*** Passage Section Begins ***

If a controller sells personal data to third parties or processes personal data for targeted advertising, sale, or profiling in furtherance of decisions that produce legal or similarly significant effects concerning a consumer, the controller must disclose such sale or processing and how consumers may exercise the right to opt out of such sale or processing. This is the required minimum, and additional information may be added.
What is the Sale of Personal Information?
The NJCDPB defines the sale of personal information as the "sharing, disclosing, or transferring of personal data for monetary or other valuable consideration by the controller to a third party."
The definition does not include:
- Disclosure of personal data to a processor that processes data on the controller’s behalf.
- Disclosure of personal data to a third party to provide a product or service requested by the consumer.
- Disclosure or transfer of personal data to an affiliate of the controller.
- Disclosure of personal data that the consumer has intentionally made available to the general public through mass media and has not restricted to a specific audience.

*** Passage Section Ends ***
*** Information shown Section Begins ***

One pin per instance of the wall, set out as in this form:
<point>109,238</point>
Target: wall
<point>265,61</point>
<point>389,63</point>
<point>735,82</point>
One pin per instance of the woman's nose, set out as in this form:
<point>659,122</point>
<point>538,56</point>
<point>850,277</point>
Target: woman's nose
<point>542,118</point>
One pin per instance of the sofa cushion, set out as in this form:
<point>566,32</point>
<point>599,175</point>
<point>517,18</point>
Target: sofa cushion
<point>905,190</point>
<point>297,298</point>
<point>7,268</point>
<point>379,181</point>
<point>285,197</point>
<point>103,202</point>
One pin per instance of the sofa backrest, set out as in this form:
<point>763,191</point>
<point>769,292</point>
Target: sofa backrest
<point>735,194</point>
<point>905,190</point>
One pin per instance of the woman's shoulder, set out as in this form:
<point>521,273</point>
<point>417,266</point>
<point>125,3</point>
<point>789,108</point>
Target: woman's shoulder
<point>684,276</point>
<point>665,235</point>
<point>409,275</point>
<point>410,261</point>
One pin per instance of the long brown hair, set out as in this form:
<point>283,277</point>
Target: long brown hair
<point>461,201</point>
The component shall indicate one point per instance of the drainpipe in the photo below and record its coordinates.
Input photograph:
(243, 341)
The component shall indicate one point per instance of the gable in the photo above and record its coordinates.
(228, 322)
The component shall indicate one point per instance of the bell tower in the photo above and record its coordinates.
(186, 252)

*** Information shown Section Ends ***

→ **Exercises to complete**
1) List every kind of disclosure or transfer that the passage on selling personal data says is not included in the definition of a sale.
2) Repeat the wording of the passage on selling personal data between "The NJCDPB defines" and "a specific audience.", inclusive.
3) Proceed with the passage on selling personal data, picking up after its final sentence.

→ **Exercise results**
1)
- Disclosure of personal data to a processor that processes data on the controller's behalf.
- Disclosure of personal data to a third party to provide a product or service requested by the consumer.
- Disclosure or transfer of personal data to an affiliate of the controller.
- Disclosure of personal data that the consumer has intentionally made available to the general public through mass media and has not restricted to a specific audience.

2)
The NJCDPB defines the sale of personal information as the "sharing, disclosing, or transferring of personal data for monetary or other valuable consideration by the controller to a third party."
The definition does not include:
- Disclosure of personal data to a processor that processes data on the controller’s behalf.
- Disclosure of personal data to a third party to provide a product or service requested by the consumer.
- Disclosure or transfer of personal data to an affiliate of the controller.
- Disclosure of personal data that the consumer has intentionally made available to the general public through mass media and has not restricted to a specific audience.

3)
- Disclosure or transfer of personal data to a third party as part of a merger, acquisition, bankruptcy, or other transaction where the third party assumes control of part or all of the controller’s assets.
Consumers have the right to opt out of the sale of personal information upon request. If such a request is received, the law requires compliance.
What Consumer Rights Do NJ Consumers Have, and How Can They Exercise Them?
New Jersey consumers have the right to:
- Confirm whether a controller processes their personal data and access it, excluding trade secrets.
- Correct inaccuracies in their personal data.
- Delete their personal data.
- Data portability.
- Opt out of processing personal data for: Targeted advertising. The sale of personal data. Profiling in furtherance of decisions that have legal or similarly significant effects.
Controllers must establish channels for exercising consumer rights, such as email addresses, contact forms, or toll-free numbers. Under New Jersey privacy provisions, they have 45 days to respond to a request, with a possible 45-day extension if necessary.
What Is the Right to Opt-Out?
The right to opt-out allows consumers to require a controller to:
- Not sell their personal information.
- Not process their data for targeted advertising.
- Not profile them or use their data for automated decision-making.
The Division of Consumer Affairs in the Department of Law is expected to pass rules on how consumers may opt out. Businesses must honor universal opt-out mechanisms and provide an opt-out link on their websites.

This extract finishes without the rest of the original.